Stated exercise A
In the forum thread on GPU memory, when was Tonga launched, and as which card?
Stated exercise B
Write the next part of the forum thread on GPU memory, picking up after its final post.

Provided passage
*****

Tonga was launched in September of 2014 as the 285. This seems closest, particularly if we give Polaris a roughly mid-year launch, fixing the year numbers as being New Years of each year. It's not quite the same starting point for extrapolation than if more recent chips were used, as Tonga failed to distinguish itself from prior and then-contemporary cards.
It might be worthwhile comparing chips on 28nm with similar power levels to guess where Nvidia might end up relative to Polaris.
You are aware of the rumour/news that AMD tied up HBM1 memory from Hynix?
So it does suggest there is some kind of contract, in same way AMD still has that contract for X amount of silicon from Global Foundries.
Not really a big step, when one considers contractual obligations and how companies tie themselves for several years, especially if they initially have priority on a product as AMD did/does with Hynix, along with the fact AMD shows first HBM2 in 2017 and comment that they will not implement HBM2 until it is mainstream (seems it will take at least a quarter longer for Hynix to enter same level of mass production as Samsung).
Cheers
As a counterpoint, AMD has scrapped memory plans before when it couldn't get a second source. Kaveri could have used GDDR5M if one of the manufacturers didn't go under.
Purposefully locking into a single source for memory runs counter to that, and I'm not sure what looks worse: if HBM1 has only Fury at present as a consumer, if a limited product like Fury can capture all of HBM1's volume, or if AMD is buying single-sourced DRAM in excess of Fury's needs.
That's specific to the creation of GF. There was no way that the buyers for AMD's fabs were going to assume so much liability and expense and then let AMD waltz off. It seems almost a given that AMD would have done better if it had more freedom to avoid GF's blunders.
Hynix and AMD don't have that kind of financial stand-off built into their relationship.
I'm aware of these rumors, but I don't think they're very irrelevant. An exclusivity contract between to parties is pointless if it has no monetary value. It's like George Constanza asking for a prenup. It's doubtful that Nvidia would have designed a 28nm chip without such an exclusivity contract, since HBM's performance was a bit of a mismatch in terms of what could be done with it. (I expect HBM2 to be similarly mismatched, TBH.)

*****

Data extract
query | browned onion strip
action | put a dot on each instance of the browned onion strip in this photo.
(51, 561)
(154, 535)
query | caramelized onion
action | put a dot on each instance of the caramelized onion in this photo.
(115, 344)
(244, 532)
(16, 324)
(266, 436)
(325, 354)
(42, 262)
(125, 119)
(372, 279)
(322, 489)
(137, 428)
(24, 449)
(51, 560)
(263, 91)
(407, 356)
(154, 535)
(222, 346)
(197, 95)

*****

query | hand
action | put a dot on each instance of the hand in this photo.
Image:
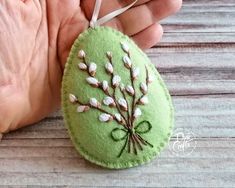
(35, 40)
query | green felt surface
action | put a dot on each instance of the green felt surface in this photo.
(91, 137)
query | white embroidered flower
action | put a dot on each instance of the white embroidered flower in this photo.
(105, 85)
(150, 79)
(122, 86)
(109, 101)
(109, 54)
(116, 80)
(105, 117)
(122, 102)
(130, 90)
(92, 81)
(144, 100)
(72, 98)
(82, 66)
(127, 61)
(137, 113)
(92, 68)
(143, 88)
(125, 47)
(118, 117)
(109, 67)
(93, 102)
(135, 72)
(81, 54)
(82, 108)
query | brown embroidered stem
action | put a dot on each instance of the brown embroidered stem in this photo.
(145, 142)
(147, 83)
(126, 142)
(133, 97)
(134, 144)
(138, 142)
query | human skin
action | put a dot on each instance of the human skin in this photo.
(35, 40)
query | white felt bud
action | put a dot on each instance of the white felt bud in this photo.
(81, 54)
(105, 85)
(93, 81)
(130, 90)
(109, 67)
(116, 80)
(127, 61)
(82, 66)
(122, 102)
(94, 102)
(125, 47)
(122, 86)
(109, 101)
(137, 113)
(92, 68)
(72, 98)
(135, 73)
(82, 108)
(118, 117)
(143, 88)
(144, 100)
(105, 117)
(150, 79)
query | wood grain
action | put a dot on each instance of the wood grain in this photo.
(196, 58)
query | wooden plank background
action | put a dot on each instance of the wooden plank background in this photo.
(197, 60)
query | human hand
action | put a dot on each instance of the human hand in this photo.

*****

Exercise result A
Tonga launched in September 2014 as the 285.

Exercise result B
AMD knew that HBM would be a JEDEC standard and the Nvidia would use it as well. It makes little sense to tie yourself to a single supplier when others are expected to join in.
I think AMD simply aligned its product roadmap with Hynix and that Samsung happened to be earlier. It's probably not a big deal: Nvidia can easily eat the higher initial cost of HBM2 with its compute product line, something where AMD doesn't have a lot to lose.
It would be nice to know if AMD is using Tonga as its 28nm baseline.
It might help in handicapping what to expect from the 2.5x power efficiency gain, which earlier in this thread was discussed as a 70/30 split between process and architecture.
I tried to find an architecture that has a power range at the 285/380 level, and it lead to me to this initial comparison:
http://www.anandtech.com/bench/product/1592?vs=1442
Any immediate objections to the choice?
It might help in handicapping what to expect from the 2.5x power efficiency gain, which earlier in this thread was discussed as a 70/30 split between process and architecture.
I tried to find an architecture that has a power range at the 285/380 level, and it lead to me to this initial comparison:
http://www.anandtech.com/bench/product/1592?vs=1442
Any immediate objections to the choice?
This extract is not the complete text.